***** Text shown

NFSv4 I/O error when reading a file which was deleted and recreated by another client

Sascha Frey <sfrey@xxxxxxxxxxxxxxxxxxxxxxxx> · Tue, 15 Mar 2016 10:21:04 +0100

Hi list,

we're experiencing a serious NFSv4 client caching issue when a
client reads a file which was deleted and recreated by another client.

Steps to reproduce the problem:

root@client1:~# mount -t nfs -o rw,vers=4,sec=sys,hard,intr 129.70.150.53:/vol/testvol5 /mnt
root@client2:~# mount -t nfs -o rw,vers=4,sec=sys,hard,intr 129.70.150.53:/vol/testvol5 /mnt

user@client1:~$ echo foo > /mnt/bar
user@client2:~$ cat /mnt/bar
foo
user@client1:~$ rm /mnt/bar ; echo quux > /mnt/bar
user@client2:~$ cat /mnt/bar
cat: /mnt/bar: Input/output error

Even after waiting some hours the i/o error is still there.

**********
***** Record set

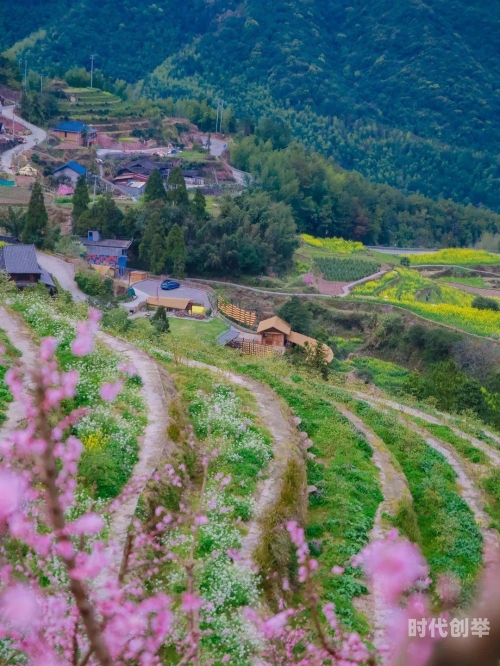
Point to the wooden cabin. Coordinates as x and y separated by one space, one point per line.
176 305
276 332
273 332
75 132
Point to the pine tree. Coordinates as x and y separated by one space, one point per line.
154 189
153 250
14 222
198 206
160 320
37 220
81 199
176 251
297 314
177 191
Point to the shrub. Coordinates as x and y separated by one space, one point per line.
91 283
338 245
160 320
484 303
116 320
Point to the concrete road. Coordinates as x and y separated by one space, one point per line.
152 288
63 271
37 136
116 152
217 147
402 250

**********

*What is asked*:
**1.** Can you reproduce, word for word, everything in the NFSv4 post from "Sascha Frey <sfrey@xxxxxxxxxxxxxxxxxxxxxxxx>" down to "by another client."?
**2.** Will you write out, character for character, everything in the records from the line containing "Point to the shrub." down to the last line of the records?

*Task responses*:
**1.**
Sascha Frey <sfrey@xxxxxxxxxxxxxxxxxxxxxxxx> · Tue, 15 Mar 2016 10:21:04 +0100

Hi list,

we're experiencing a serious NFSv4 client caching issue when a
client reads a file which was deleted and recreated by another client.

**2.**
Point to the shrub. Coordinates as x and y separated by one space, one point per line.
91 283
338 245
160 320
484 303
116 320
Point to the concrete road. Coordinates as x and y separated by one space, one point per line.
152 288
63 271
37 136
116 152
217 147
402 250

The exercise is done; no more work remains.